Passage extrait -
Le sujet qui étoit neuf a fait naître à l’auteur quelques pensées neuves & hardies. On remarque aussi de l’éloquence dans quelques-uns de ses discours, & beaucoup de feu dans ses batailles ; mais son poëme peche du côté de l’invention. On n’y voit aucun plan, point de variété dans les descriptions, point d’unité dans le dessein. Enfin, ce poëme est plus sauvage que les nations qui en font le sujet. Vers la fin de l’ouvrage, l’auteur qui est un des premiers héros du poëme, fait pendant la nuit une longue & ennuyeuse marche, suivi de quelques soldats ; & pour passer le tems, il fait naître entr’eux une dispute au sujet de Virgile, & principalement sur l’épisode de Didon. Alonzo saisit cette occasion pour entretenir ses soldats de la mort de Didon, telle qu’elle est rapportée par les anciens historiens ; & afin de restituer à la reine de Carthage sa réputation, il s’amuse à en discourir pendant deux chants entiers. Ce n’est pas d’ailleurs un défaut médiocre de son poëme d’être composé de trente-six chants : on peut supposer avec raison qu’un auteur qui ne sait, ou qui ne peut s’arrêter, n’est pas propre à fournir une telle carriere.

Données extraites -
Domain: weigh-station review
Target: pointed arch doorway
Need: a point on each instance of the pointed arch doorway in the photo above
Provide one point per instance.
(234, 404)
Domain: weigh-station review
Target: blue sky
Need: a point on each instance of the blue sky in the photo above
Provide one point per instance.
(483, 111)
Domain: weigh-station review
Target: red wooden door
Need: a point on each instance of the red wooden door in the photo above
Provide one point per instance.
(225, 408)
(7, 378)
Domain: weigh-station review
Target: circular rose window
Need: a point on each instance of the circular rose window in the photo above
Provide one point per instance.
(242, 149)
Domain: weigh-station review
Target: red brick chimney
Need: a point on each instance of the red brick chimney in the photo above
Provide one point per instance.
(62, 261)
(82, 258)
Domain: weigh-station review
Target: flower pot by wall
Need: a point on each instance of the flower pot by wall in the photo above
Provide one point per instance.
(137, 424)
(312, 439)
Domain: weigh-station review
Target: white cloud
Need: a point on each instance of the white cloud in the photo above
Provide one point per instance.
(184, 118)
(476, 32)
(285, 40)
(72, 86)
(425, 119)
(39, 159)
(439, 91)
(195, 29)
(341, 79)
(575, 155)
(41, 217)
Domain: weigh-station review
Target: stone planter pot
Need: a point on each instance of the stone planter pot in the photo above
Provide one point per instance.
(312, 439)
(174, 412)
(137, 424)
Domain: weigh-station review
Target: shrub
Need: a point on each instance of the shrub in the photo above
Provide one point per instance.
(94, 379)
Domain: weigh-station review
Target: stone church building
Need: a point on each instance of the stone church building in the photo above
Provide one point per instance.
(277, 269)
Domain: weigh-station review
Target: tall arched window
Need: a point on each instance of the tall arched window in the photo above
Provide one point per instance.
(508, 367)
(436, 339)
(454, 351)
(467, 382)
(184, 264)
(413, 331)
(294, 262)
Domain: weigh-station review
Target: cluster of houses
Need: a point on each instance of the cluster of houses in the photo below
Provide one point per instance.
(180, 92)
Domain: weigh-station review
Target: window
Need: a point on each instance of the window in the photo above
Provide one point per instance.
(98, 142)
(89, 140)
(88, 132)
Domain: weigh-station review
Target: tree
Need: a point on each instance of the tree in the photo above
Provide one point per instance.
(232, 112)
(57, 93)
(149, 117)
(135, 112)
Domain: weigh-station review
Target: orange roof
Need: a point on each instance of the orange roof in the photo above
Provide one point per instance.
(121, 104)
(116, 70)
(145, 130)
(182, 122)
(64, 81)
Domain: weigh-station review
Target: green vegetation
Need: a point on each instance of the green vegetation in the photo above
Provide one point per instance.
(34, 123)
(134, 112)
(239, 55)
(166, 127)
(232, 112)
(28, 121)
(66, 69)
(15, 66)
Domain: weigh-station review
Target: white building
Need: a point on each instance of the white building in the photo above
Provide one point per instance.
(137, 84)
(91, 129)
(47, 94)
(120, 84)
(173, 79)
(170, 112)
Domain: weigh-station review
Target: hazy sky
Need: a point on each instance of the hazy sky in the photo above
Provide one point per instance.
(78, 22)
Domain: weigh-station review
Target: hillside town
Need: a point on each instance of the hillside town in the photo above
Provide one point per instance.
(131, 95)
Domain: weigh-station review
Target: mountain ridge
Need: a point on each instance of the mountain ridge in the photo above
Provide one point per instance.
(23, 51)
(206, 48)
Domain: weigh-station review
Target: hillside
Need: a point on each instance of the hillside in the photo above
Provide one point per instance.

Consigne - Citez intégralement le passage extrait, mot pour mot et sans rien modifier.

Réponse attendue -
Le sujet qui étoit neuf a fait naître à l’auteur quelques pensées neuves & hardies. On remarque aussi de l’éloquence dans quelques-uns de ses discours, & beaucoup de feu dans ses batailles ; mais son poëme peche du côté de l’invention. On n’y voit aucun plan, point de variété dans les descriptions, point d’unité dans le dessein. Enfin, ce poëme est plus sauvage que les nations qui en font le sujet. Vers la fin de l’ouvrage, l’auteur qui est un des premiers héros du poëme, fait pendant la nuit une longue & ennuyeuse marche, suivi de quelques soldats ; & pour passer le tems, il fait naître entr’eux une dispute au sujet de Virgile, & principalement sur l’épisode de Didon. Alonzo saisit cette occasion pour entretenir ses soldats de la mort de Didon, telle qu’elle est rapportée par les anciens historiens ; & afin de restituer à la reine de Carthage sa réputation, il s’amuse à en discourir pendant deux chants entiers. Ce n’est pas d’ailleurs un défaut médiocre de son poëme d’être composé de trente-six chants : on peut supposer avec raison qu’un auteur qui ne sait, ou qui ne peut s’arrêter, n’est pas propre à fournir une telle carriere.